● **Exercise objective**:
The required output is the line containing "Locate every instance of the bay" followed by every line after it to the end of the listing, each written out exactly.
━━━━━ Data for analysis ━━━━━
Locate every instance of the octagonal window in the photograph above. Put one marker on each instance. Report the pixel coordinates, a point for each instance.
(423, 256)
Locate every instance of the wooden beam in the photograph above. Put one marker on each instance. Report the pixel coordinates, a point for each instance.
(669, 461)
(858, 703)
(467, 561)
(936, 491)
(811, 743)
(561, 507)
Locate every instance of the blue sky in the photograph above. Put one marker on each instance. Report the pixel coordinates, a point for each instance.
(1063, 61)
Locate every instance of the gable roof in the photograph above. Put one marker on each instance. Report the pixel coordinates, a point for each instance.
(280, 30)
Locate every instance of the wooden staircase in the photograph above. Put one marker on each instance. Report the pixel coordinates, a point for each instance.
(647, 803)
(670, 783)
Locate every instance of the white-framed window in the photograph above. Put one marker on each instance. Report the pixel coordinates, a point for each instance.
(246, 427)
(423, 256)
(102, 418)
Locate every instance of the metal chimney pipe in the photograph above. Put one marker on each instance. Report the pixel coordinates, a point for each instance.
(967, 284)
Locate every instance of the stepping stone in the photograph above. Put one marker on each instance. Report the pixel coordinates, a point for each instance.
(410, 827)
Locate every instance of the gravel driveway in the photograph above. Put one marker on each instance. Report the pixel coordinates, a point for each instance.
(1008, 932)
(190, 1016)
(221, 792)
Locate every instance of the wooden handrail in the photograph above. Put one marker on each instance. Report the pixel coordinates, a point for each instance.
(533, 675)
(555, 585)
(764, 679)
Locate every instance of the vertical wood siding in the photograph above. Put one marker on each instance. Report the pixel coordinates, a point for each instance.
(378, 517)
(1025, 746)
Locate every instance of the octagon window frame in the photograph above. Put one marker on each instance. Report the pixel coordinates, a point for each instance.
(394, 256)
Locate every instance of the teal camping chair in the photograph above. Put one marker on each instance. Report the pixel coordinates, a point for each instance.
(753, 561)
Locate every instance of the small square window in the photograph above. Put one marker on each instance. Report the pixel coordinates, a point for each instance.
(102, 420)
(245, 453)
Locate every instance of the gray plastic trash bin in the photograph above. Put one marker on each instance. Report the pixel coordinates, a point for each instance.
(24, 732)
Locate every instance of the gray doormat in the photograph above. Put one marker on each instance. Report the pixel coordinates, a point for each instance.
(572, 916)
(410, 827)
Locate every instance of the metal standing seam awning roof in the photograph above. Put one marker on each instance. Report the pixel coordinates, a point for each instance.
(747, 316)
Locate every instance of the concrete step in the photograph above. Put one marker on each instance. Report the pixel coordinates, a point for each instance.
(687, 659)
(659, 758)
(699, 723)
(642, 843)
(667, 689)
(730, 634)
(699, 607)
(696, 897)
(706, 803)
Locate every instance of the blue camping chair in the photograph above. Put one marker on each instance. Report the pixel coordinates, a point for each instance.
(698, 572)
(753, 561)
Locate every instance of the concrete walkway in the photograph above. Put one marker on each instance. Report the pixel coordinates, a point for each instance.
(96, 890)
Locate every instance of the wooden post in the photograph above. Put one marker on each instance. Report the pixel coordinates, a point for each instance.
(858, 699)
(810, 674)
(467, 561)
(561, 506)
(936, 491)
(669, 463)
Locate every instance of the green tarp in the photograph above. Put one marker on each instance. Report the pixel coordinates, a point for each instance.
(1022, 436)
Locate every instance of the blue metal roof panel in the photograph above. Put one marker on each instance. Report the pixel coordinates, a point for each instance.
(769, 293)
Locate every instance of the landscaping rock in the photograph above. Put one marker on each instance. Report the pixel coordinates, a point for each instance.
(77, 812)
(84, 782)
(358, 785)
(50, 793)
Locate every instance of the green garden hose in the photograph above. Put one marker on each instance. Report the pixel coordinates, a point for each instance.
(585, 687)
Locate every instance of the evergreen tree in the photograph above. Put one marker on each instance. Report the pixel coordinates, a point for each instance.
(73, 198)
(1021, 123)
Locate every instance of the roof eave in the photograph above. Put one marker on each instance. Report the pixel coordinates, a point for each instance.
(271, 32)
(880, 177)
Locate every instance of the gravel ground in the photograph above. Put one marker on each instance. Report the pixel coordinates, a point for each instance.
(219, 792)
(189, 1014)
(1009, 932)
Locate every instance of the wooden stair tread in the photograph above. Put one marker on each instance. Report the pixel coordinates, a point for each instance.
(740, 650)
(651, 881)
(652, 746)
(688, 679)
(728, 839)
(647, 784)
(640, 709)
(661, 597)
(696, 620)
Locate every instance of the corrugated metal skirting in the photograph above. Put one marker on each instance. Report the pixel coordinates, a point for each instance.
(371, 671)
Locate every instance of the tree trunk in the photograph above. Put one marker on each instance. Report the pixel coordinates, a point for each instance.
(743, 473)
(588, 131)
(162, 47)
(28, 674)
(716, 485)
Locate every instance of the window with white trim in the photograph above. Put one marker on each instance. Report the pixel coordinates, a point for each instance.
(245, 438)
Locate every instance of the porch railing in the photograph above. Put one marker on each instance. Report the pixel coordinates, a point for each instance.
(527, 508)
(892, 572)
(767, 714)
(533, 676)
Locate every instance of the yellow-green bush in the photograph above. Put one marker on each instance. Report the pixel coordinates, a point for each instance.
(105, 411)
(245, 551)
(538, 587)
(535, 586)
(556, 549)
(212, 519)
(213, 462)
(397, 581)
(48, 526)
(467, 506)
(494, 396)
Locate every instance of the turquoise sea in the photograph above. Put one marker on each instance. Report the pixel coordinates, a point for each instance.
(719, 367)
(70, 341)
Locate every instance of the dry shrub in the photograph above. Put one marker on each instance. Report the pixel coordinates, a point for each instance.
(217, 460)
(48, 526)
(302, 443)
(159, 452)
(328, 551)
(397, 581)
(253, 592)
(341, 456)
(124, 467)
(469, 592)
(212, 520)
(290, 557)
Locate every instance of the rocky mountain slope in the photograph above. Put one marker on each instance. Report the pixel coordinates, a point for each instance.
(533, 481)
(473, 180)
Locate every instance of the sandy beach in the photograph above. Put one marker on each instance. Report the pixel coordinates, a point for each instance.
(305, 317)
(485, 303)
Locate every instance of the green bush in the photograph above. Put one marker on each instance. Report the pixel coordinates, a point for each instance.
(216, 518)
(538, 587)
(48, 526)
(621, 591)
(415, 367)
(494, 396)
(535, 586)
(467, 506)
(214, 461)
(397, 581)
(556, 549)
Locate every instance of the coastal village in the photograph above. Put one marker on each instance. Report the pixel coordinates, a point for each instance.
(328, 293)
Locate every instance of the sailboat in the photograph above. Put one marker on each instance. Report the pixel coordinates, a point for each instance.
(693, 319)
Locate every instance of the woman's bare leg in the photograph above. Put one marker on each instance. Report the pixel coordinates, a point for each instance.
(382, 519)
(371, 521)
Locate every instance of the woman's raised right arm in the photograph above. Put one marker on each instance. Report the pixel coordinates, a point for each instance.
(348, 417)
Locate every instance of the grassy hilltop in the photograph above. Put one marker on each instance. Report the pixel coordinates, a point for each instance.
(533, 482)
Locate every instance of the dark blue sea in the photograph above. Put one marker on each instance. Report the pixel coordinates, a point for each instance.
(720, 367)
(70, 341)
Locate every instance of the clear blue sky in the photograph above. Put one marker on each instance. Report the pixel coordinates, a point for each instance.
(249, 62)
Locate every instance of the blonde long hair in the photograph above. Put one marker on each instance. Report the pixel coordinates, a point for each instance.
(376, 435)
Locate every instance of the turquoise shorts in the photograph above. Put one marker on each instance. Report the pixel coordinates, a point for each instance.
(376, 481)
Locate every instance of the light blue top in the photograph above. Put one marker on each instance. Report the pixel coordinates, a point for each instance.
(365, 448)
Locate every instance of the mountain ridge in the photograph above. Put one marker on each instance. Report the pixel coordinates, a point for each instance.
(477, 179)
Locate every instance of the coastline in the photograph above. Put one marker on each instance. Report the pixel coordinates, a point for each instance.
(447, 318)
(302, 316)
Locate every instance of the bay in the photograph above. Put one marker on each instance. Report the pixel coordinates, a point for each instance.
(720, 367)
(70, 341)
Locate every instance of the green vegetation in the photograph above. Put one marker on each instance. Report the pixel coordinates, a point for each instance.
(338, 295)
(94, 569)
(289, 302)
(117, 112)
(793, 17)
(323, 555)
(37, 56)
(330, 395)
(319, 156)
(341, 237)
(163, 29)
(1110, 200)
━━━━━
● **Written response**:
Locate every instance of the bay in the photograph above. Put one marker on each instance. Report the pixel coordinates, a point for each instance.
(720, 367)
(70, 341)
Locate every instance of the green vegetation in the photograph above. Put one marker on each instance. Report the pixel coordinates, a point for each instance.
(338, 295)
(94, 569)
(289, 302)
(117, 112)
(793, 17)
(323, 555)
(37, 56)
(330, 395)
(319, 156)
(341, 237)
(163, 29)
(1110, 200)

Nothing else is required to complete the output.